→ Exercise objective
Select every line of the records that contains the string "target", matching case exactly.

→ Material supplied
- - - - - - -
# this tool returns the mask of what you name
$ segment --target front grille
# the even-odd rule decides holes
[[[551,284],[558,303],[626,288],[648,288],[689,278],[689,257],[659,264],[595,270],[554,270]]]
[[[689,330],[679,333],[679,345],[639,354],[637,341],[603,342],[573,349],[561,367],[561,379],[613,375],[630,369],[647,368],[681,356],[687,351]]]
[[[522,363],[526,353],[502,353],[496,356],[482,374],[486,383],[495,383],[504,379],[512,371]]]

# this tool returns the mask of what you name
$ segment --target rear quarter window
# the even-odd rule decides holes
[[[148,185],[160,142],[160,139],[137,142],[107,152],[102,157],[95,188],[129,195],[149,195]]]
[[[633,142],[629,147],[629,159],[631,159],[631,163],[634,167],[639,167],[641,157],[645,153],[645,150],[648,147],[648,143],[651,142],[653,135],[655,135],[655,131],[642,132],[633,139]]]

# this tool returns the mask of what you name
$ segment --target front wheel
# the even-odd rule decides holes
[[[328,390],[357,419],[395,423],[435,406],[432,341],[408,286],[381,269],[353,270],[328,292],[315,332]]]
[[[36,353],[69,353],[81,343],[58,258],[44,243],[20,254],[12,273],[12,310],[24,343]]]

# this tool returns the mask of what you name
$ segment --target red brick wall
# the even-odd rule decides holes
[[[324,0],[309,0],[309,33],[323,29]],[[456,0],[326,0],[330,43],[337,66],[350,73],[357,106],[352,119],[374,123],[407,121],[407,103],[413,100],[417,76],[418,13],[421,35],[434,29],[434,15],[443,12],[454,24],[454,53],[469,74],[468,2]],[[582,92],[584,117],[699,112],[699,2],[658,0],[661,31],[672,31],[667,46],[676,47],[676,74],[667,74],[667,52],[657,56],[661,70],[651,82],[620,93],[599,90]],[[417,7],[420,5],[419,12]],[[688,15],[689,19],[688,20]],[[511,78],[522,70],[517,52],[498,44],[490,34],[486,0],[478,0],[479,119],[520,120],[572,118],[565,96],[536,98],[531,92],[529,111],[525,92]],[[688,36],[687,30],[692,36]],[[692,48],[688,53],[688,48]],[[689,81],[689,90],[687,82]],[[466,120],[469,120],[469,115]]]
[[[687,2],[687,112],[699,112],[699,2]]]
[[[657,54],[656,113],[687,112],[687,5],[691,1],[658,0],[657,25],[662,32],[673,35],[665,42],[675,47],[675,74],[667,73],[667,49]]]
- - - - - - -
→ Full answer
$ segment --target front grille
$ segment --target rear quarter window
$ segment --target front wheel
$ segment --target red brick wall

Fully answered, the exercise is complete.